**Data in this exercise**
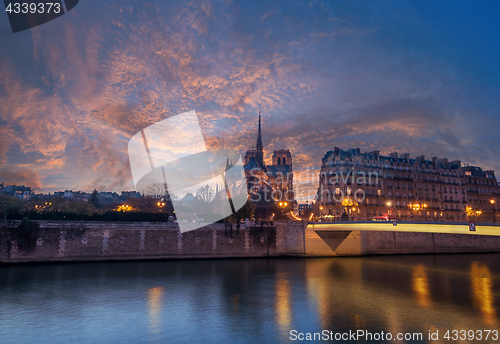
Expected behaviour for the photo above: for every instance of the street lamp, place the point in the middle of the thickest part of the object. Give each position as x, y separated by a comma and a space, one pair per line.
478, 212
492, 201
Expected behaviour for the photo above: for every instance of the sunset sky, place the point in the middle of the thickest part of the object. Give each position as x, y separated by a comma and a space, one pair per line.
421, 77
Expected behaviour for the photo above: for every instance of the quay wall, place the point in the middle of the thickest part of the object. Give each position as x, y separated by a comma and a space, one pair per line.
88, 241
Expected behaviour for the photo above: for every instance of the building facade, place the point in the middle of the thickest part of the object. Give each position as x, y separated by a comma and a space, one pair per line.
369, 186
275, 181
19, 191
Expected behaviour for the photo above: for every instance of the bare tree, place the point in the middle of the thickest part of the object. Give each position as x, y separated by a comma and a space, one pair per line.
205, 194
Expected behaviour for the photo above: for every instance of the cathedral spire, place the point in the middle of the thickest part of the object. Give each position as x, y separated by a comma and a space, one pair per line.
259, 145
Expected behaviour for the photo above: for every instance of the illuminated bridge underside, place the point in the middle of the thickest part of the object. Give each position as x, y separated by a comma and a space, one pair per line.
364, 238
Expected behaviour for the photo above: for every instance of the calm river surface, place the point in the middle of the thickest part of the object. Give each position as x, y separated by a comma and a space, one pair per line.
248, 300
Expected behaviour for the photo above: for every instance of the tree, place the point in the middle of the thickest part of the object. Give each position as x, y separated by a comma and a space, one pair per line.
205, 194
53, 206
94, 199
9, 205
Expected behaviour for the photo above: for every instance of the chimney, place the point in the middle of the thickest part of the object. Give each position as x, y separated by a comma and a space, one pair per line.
376, 154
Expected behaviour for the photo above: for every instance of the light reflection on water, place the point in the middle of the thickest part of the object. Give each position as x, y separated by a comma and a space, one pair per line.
246, 300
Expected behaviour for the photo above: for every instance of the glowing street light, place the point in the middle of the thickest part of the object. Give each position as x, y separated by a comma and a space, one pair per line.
492, 201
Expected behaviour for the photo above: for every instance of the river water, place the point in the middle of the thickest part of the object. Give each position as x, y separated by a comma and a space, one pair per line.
252, 300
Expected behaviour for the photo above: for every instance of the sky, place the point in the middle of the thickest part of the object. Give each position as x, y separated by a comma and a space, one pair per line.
418, 77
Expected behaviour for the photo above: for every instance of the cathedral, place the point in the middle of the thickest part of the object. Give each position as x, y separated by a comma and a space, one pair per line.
272, 182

**What is required**
Starting at the line that contains "the cathedral, place", return every line through the last one above, exactly as written.

**Result of this exercise**
Expected behaviour for the photo above: for every instance of the cathedral, place the point in the middle of the thickest part of the object. Give each position as x, y separated by a comma and a space, one pair per line.
272, 182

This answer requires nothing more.